§ **WORK ITEM**:
Among the entries below, please repeat exactly and only the lines from the line containing "Target: small stone" to the line containing "Target: cracked rock face", both lines included.

§ **PROVIDED MATERIAL**:
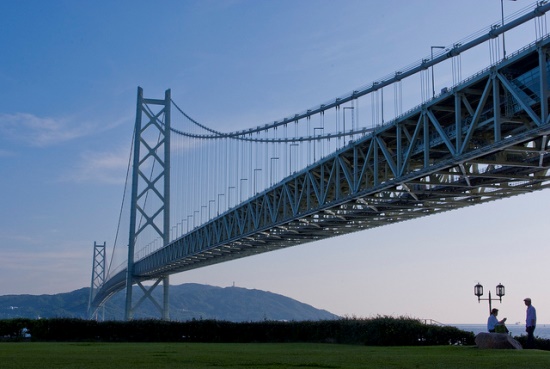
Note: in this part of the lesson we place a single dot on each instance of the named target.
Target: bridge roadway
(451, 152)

---

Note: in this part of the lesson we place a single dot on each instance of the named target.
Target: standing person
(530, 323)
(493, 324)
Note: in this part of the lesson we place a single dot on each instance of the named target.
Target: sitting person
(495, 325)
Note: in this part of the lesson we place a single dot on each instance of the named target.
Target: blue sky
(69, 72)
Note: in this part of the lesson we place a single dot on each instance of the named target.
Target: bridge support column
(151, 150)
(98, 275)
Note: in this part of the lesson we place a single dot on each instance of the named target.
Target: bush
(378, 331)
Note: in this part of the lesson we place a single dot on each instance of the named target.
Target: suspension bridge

--

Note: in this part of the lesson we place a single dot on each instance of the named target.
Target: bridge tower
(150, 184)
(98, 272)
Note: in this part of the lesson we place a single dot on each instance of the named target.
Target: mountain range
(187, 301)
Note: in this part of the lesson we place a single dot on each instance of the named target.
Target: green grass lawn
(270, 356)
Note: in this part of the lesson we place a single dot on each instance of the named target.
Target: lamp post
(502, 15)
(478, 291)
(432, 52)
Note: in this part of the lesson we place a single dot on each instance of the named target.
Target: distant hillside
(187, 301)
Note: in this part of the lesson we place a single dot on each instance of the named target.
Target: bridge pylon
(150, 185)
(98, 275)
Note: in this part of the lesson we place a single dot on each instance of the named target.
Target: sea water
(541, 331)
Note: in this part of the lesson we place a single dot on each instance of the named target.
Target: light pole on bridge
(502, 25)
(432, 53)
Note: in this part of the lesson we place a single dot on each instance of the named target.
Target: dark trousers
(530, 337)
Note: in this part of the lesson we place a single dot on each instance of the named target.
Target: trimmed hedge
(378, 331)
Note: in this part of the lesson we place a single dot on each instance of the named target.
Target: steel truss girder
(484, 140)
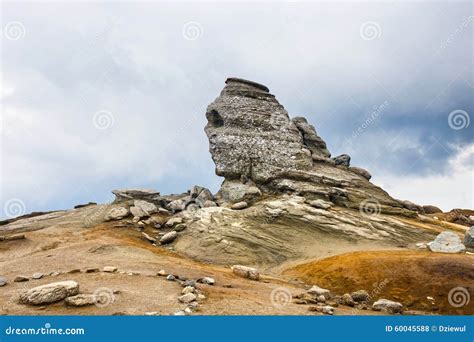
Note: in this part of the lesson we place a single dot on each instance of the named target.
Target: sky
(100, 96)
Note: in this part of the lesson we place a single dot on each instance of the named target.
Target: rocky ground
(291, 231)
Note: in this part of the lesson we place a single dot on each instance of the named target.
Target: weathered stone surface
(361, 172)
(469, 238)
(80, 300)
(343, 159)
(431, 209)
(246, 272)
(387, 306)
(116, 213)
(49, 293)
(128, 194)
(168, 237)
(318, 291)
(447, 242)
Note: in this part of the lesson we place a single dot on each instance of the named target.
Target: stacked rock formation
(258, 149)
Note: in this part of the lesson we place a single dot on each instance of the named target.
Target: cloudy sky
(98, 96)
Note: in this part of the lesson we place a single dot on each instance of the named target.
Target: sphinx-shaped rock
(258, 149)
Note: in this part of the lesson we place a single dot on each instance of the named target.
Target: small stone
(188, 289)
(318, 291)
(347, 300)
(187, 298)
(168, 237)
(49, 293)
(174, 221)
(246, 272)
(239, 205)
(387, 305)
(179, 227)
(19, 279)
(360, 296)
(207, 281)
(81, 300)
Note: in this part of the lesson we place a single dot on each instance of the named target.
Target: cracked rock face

§ **RESULT FOR THIS EXERCISE**:
Target: small stone
(188, 289)
(318, 291)
(347, 300)
(187, 298)
(168, 237)
(49, 293)
(174, 221)
(246, 272)
(239, 205)
(387, 305)
(179, 227)
(19, 279)
(360, 296)
(207, 281)
(81, 300)
Note: in this part of the lesson we place a single dot on each instance of the named target.
Target: cracked rock face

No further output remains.